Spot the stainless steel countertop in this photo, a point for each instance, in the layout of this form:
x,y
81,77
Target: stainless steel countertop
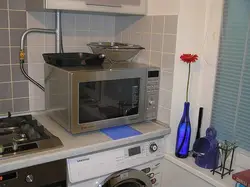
x,y
82,144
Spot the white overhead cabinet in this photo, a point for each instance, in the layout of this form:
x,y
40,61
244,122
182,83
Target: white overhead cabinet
x,y
110,6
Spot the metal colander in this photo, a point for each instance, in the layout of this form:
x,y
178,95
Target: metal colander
x,y
115,52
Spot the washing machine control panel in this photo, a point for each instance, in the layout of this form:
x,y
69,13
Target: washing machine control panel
x,y
103,163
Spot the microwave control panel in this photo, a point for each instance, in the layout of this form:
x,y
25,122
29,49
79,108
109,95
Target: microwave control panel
x,y
153,87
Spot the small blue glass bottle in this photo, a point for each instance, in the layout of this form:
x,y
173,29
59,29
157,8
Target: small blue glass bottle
x,y
183,134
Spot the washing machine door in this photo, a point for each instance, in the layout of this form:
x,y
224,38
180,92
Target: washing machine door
x,y
128,178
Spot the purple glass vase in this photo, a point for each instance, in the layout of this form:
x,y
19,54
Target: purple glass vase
x,y
183,134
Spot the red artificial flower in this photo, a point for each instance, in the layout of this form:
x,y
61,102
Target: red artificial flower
x,y
189,58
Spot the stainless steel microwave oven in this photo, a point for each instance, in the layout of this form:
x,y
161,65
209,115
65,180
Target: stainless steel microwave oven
x,y
88,98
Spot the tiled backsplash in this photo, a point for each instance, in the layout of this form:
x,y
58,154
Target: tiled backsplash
x,y
158,35
14,91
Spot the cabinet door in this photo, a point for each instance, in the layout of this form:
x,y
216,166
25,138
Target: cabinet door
x,y
108,3
113,2
174,176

> _Written task_:
Swap "in this photo" for "in this image" in every one of the records above, and write the records out again with nothing else changed. Leave the pictures out of your answer.

> _The answer_:
Spot the stainless steel countertop in this image, a point for each instance, in the layout of this form:
x,y
81,77
Target: stainless steel countertop
x,y
82,144
Spot the white overhead cabinet in this image, a point for each instance, in the layout of this form:
x,y
40,61
244,122
182,83
Target: white overhead cabinet
x,y
110,6
Spot the metal colander in this image, a point for each instance, in the layout of this form:
x,y
178,95
Target: metal colander
x,y
115,52
Spot the washing machine control panel in this image, a point for each instance, in the layout of this form:
x,y
69,13
Target: washing machine control panel
x,y
103,163
Spot the microwave control panel in this image, a point for each instance, in the layout of this form:
x,y
25,122
29,49
79,108
109,95
Target: microwave control panel
x,y
153,87
Spot the small blue glass bottle in this image, a point for each instance, in the layout of this form:
x,y
173,29
59,29
157,8
Target: small blue glass bottle
x,y
183,134
Spot the washing machine door in this image, a point for each instance, in the layout of this form:
x,y
224,38
180,92
Target: washing machine door
x,y
128,178
Spot the purple glass vase in this image, a point for each instance, in the layout of this form:
x,y
19,54
Target: purple glass vase
x,y
183,134
Spot the red artificial flower in this image, a point for each instance, in the layout of this form:
x,y
61,102
Target: red artificial flower
x,y
189,58
Spot the stainless steel microwave oven in this image, a point for each instance, in the layout of this form:
x,y
161,65
209,115
65,180
Target: stainless steel microwave oven
x,y
88,98
Spot the tiled backsplash in this image, a point for each instance, in the layout of this form:
x,y
58,154
Target: tiled backsplash
x,y
158,35
14,91
Spot the cabinet door in this image, a point for each instance, in the layout of this form:
x,y
216,166
25,138
Target: cabinet door
x,y
108,3
113,2
174,176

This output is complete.